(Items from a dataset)
= Beginning of Section =

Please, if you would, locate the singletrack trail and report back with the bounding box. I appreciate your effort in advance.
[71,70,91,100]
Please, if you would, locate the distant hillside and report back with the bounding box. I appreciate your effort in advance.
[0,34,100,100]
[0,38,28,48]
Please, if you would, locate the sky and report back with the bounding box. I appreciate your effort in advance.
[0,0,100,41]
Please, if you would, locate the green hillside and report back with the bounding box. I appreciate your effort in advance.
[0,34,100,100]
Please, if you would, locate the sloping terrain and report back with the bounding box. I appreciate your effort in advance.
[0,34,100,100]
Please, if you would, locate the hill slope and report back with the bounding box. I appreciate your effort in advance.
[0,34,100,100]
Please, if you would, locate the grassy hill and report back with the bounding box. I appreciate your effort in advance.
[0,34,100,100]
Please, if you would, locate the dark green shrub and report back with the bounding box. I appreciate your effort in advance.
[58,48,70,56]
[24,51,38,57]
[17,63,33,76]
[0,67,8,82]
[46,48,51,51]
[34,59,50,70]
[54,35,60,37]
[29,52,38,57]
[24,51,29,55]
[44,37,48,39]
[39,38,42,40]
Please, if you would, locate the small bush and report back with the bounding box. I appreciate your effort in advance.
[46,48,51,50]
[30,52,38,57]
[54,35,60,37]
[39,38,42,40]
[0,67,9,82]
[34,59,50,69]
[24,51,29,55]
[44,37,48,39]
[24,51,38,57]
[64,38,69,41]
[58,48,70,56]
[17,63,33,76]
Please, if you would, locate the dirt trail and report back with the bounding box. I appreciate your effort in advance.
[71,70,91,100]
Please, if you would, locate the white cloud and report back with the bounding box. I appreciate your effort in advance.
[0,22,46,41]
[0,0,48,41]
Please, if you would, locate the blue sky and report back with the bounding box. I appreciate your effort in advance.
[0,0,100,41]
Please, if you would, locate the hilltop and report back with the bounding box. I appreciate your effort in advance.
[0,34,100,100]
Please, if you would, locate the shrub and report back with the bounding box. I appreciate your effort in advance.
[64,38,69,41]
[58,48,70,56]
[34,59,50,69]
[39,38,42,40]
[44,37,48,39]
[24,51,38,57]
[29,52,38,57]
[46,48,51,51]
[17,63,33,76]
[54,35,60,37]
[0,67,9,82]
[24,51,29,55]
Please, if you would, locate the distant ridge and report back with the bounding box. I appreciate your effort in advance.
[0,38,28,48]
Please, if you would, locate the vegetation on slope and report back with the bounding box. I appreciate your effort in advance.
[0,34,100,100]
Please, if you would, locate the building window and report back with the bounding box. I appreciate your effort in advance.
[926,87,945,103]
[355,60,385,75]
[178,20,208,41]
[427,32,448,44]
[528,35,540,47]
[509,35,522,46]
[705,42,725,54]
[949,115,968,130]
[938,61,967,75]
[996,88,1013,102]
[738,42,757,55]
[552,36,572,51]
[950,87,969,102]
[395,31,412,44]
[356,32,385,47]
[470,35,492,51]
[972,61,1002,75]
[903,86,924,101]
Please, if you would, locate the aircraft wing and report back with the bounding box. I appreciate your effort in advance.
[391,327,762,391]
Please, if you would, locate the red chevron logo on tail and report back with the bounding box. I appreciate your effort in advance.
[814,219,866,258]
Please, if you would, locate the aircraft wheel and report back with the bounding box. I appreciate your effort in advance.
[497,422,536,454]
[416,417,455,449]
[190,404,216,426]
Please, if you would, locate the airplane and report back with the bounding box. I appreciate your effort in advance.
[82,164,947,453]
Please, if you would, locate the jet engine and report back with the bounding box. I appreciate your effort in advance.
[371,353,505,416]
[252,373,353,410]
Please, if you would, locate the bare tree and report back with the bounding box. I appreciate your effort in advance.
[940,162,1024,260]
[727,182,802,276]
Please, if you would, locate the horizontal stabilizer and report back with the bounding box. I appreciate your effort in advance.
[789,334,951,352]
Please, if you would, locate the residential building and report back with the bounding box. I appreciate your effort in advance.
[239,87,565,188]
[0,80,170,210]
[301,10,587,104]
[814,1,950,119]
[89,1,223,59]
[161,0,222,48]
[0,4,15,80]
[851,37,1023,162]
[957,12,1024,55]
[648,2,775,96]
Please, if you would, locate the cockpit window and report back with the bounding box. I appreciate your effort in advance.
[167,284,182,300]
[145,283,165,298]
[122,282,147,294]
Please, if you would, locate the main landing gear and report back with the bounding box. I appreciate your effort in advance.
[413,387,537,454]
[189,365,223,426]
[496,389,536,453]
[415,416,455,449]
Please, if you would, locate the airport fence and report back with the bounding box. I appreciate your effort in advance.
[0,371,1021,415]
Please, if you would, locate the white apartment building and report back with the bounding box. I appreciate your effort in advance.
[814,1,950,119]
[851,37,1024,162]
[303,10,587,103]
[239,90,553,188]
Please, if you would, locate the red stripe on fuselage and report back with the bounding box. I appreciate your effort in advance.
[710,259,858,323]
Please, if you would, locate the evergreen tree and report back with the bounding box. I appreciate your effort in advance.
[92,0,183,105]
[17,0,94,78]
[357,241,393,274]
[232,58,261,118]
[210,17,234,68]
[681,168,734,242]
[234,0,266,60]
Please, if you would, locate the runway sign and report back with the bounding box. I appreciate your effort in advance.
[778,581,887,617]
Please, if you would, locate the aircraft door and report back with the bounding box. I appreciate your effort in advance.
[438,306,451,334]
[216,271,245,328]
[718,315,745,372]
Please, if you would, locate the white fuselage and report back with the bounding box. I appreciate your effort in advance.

= End of Section =

### TASK DESCRIPTION
Write out each entry once more, exactly as it was given.

### EXERCISE RESULT
Please, if you would, locate the singletrack trail and report back with the bounding box. I appreciate your effort in advance.
[71,70,91,100]
Please, if you would, locate the distant hillside and report back with the bounding box. I appreciate your effort in advance.
[0,34,100,100]
[0,38,28,48]
Please, if you would, locate the sky and report back with the bounding box. I appreciate your effort in advance.
[0,0,100,41]
Please, if you would, locate the green hillside and report back with the bounding box. I appreciate your effort in advance.
[0,34,100,100]
Please, if you would, locate the sloping terrain and report back with the bounding box. I appreciate your effort in advance.
[0,34,100,100]
Please, if you would, locate the hill slope and report back with the bounding box. I appreciate your effort in advance.
[0,34,100,100]
Please, if you would, locate the grassy hill and report back with the bounding box. I appreciate your effort in advance.
[0,34,100,100]
Please, if you would, locate the dark green shrub and report back with the bounding box. I appreciate your effort in advance.
[58,48,70,56]
[24,51,38,57]
[17,63,33,76]
[0,67,8,82]
[46,48,51,51]
[34,59,50,70]
[54,35,60,37]
[29,52,38,57]
[24,51,29,55]
[44,37,48,39]
[39,38,42,40]
Please, if you would, locate the small bush and report back with the bounding box. I appreciate your effort in advance.
[46,48,51,50]
[30,52,38,57]
[54,35,60,37]
[39,38,42,40]
[0,67,9,82]
[34,59,50,69]
[24,51,29,55]
[44,37,48,39]
[24,51,38,57]
[64,38,69,41]
[58,48,70,56]
[17,63,33,76]
Please, if you would, locate the dirt trail and report back with the bounding box. I appreciate your effort in advance.
[71,70,91,100]
Please, if you would, locate the white cloud and report back with the bounding box. I appreciate your effort in advance.
[0,22,46,41]
[0,0,48,41]
Please, if you would, locate the blue sky and report back with the bounding box. I appreciate your effort in advance.
[0,0,100,41]
Please, if you would, locate the hilltop and report back with the bounding box. I appreciate your effort in advance.
[0,34,100,100]
Please, if you would, locate the shrub and report back with the bounding box. I appreciate your effort in advance.
[64,38,69,41]
[58,48,70,56]
[34,59,50,69]
[39,38,42,40]
[44,37,48,39]
[24,51,38,57]
[29,52,38,57]
[46,48,51,51]
[17,63,33,76]
[54,35,60,37]
[0,67,9,82]
[24,51,29,55]
Please, if you would, locate the distant ridge and report back with the bounding box. I appreciate your effort in advance.
[0,38,28,48]
Please, if you would, locate the vegetation on slope and report back with the bounding box. I appreciate your effort in advance.
[0,34,100,100]
Please, if you would, locate the building window and report back with the bounding box. I appreciate your effort in advance.
[926,87,945,103]
[355,60,385,75]
[178,20,208,41]
[427,32,448,44]
[528,35,540,47]
[509,35,522,46]
[705,42,725,54]
[949,115,968,130]
[938,61,967,75]
[996,88,1013,102]
[738,42,757,55]
[552,36,572,51]
[950,87,969,102]
[395,31,412,44]
[356,32,385,47]
[470,35,492,51]
[972,61,1002,75]
[903,86,924,101]
Please, if you would, locate the aircraft wing and report back with the bounding box. I appreciate your effort in advance.
[391,327,762,391]
Please, if you would, locate the red chevron logo on tail and report back with the bounding box. I appreciate your effort in advance.
[814,219,866,258]
Please, if you would, locate the aircraft wheel and report back with the bounding box. I appreciate your effort in advance.
[497,422,536,454]
[416,417,455,449]
[190,404,216,426]
Please, if you would, locate the airplane and report back with the bounding box. I appreciate your effort in advance.
[82,164,947,453]
Please, if you would, locate the jet engine and report back with the bounding box. I appreciate your effort in advance.
[371,353,505,416]
[252,373,353,410]
Please, if you would, locate the bare tree and report back with the bounding box. I appreciate your effort in advance.
[940,162,1024,260]
[727,182,802,276]
Please, if you would, locate the horizontal stabilizer and report back with the bounding box. I appreciate your effort in advance.
[789,334,951,352]
Please, if you would, locate the residential building and report back with the bounding box. I appreciate your effort in advance.
[239,87,565,188]
[0,80,170,210]
[301,10,587,104]
[814,1,950,119]
[89,1,223,59]
[161,0,222,48]
[0,4,15,80]
[851,37,1023,162]
[957,12,1024,55]
[648,2,775,96]
Please, if you would, locate the cockpit window and report back with the bounding box. I appreciate your effort in advance.
[167,284,182,300]
[145,283,165,298]
[122,282,147,294]
Please, if you would, locate the main landing gear and report back with the bounding box. I appreciate your effort in advance.
[413,387,537,454]
[189,365,223,426]
[496,389,536,453]
[415,416,455,449]
Please, if you would, locate the airport fence and report back with the bounding box. I appreciate your effort in advance.
[0,371,1021,415]
Please, if you would, locate the white apartment building and report back with the bounding box. I appreciate your effort in advance.
[814,1,950,119]
[851,37,1024,162]
[303,10,587,103]
[239,90,553,188]
Please, if you would, locate the red stripe on fuselage and report back with the bounding box. I appreciate your effort in advance.
[710,259,858,323]
Please, if you would, locate the evergreen tree and report back with the bounding box. I appreciate your effort in advance.
[92,0,183,105]
[17,0,94,78]
[357,241,393,274]
[232,58,261,118]
[210,17,234,68]
[681,168,734,242]
[234,0,266,60]
Please, if you would, locate the runway sign and report back with the bounding box. I appreciate your effort in advance.
[778,581,887,617]
Please, if you would, locate the aircraft door and report back with the bounding box. I appreciate your effort in advance.
[438,306,451,334]
[216,271,245,328]
[718,315,745,372]
Please, if you would, locate the white fuselage and report back with the bounding box. I appreciate your effort in advance.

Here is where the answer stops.